(Records excerpted from a collection)

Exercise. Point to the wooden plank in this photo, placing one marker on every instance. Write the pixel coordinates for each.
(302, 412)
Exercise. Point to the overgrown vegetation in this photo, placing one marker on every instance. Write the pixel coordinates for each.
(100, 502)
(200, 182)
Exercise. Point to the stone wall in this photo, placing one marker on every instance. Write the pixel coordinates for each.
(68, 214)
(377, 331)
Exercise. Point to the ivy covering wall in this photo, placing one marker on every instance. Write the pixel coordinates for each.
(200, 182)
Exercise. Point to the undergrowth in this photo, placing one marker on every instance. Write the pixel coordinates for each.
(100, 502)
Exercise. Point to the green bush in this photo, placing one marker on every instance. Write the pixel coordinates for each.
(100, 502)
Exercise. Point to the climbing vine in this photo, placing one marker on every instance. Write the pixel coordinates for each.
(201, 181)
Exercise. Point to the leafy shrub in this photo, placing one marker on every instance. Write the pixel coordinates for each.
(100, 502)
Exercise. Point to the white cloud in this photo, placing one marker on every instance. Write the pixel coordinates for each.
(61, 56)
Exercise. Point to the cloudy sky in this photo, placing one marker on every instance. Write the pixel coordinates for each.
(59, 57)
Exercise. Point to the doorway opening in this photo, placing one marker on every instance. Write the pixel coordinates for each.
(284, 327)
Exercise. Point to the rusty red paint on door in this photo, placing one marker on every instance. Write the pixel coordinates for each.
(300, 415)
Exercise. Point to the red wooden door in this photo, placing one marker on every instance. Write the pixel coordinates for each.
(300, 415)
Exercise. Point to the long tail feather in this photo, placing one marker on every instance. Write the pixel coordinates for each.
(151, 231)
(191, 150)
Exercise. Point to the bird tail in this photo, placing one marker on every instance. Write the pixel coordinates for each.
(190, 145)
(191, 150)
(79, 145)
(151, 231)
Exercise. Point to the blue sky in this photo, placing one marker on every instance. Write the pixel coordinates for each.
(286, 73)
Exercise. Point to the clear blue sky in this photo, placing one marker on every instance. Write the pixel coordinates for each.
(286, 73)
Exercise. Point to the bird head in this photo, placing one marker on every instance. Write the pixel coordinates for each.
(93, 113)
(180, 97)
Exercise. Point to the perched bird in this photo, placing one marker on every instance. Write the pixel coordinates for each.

**Challenge:** Copy out all of the records above with nothing altered.

**Exercise output:**
Exercise. Point to the wooden plank in this photo, placing one marker on every instance. Write the pixel coordinates for each.
(302, 412)
Exercise. Point to the overgrown vegetation in this photo, placing one marker on every instance. Write the pixel coordinates for each.
(100, 502)
(200, 182)
Exercise. Point to the stone wall in this photo, placing one marker on every instance. Write the pixel coordinates for each.
(68, 214)
(377, 331)
Exercise. Point to the ivy covering wall in this photo, placing one marker on every instance. Write the pixel coordinates for each.
(200, 182)
Exercise. Point to the undergrowth in this photo, placing one marker on every instance. Write the pixel coordinates for each.
(100, 502)
Exercise. Point to the green bush in this photo, placing one marker on every instance. Write the pixel coordinates for each.
(100, 502)
Exercise. Point to the climbing vine in this photo, placing one marker on every instance. Write the pixel coordinates for each.
(201, 181)
Exercise. Point to the leafy shrub in this photo, placing one marker on every instance. Write the pixel coordinates for each.
(100, 502)
Exercise. Point to the white cloud in this photo, placing one marker on every instance. Write the pixel coordinates for each.
(61, 56)
Exercise. Point to the cloudy sky in this photo, placing one marker on every instance. Write the pixel coordinates for each.
(59, 57)
Exercise. Point to the doorway opening in this photo, placing one marker on every instance. Write the pixel coordinates for each.
(284, 327)
Exercise. Point to the rusty red paint on door in this photo, placing one marker on every instance. Write the pixel coordinates for each.
(300, 415)
Exercise. Point to the red wooden door in this photo, placing one marker on every instance. Write the pixel coordinates for each.
(300, 415)
Exercise. Point to the long tail feather in this photo, placing one marker on every instance. Write the pixel coordinates for each.
(151, 231)
(191, 150)
Exercise. Point to the bird tail in this photo, placing one marker on every instance. Write the pixel coordinates for each.
(190, 145)
(191, 150)
(79, 145)
(151, 231)
Exercise. Point to the blue sky in this photo, placing one marker on every instance. Write the pixel coordinates for each.
(286, 73)
Exercise. Point to the clear blue sky in this photo, placing one marker on every instance. Write the pixel coordinates for each.
(286, 73)
Exercise. Point to the bird head in this photo, placing one marker on every instance. Write the pixel coordinates for each.
(93, 113)
(180, 97)
Exercise. Point to the perched bird in this photo, placing one marker on every instance. Write the pixel coordinates for each.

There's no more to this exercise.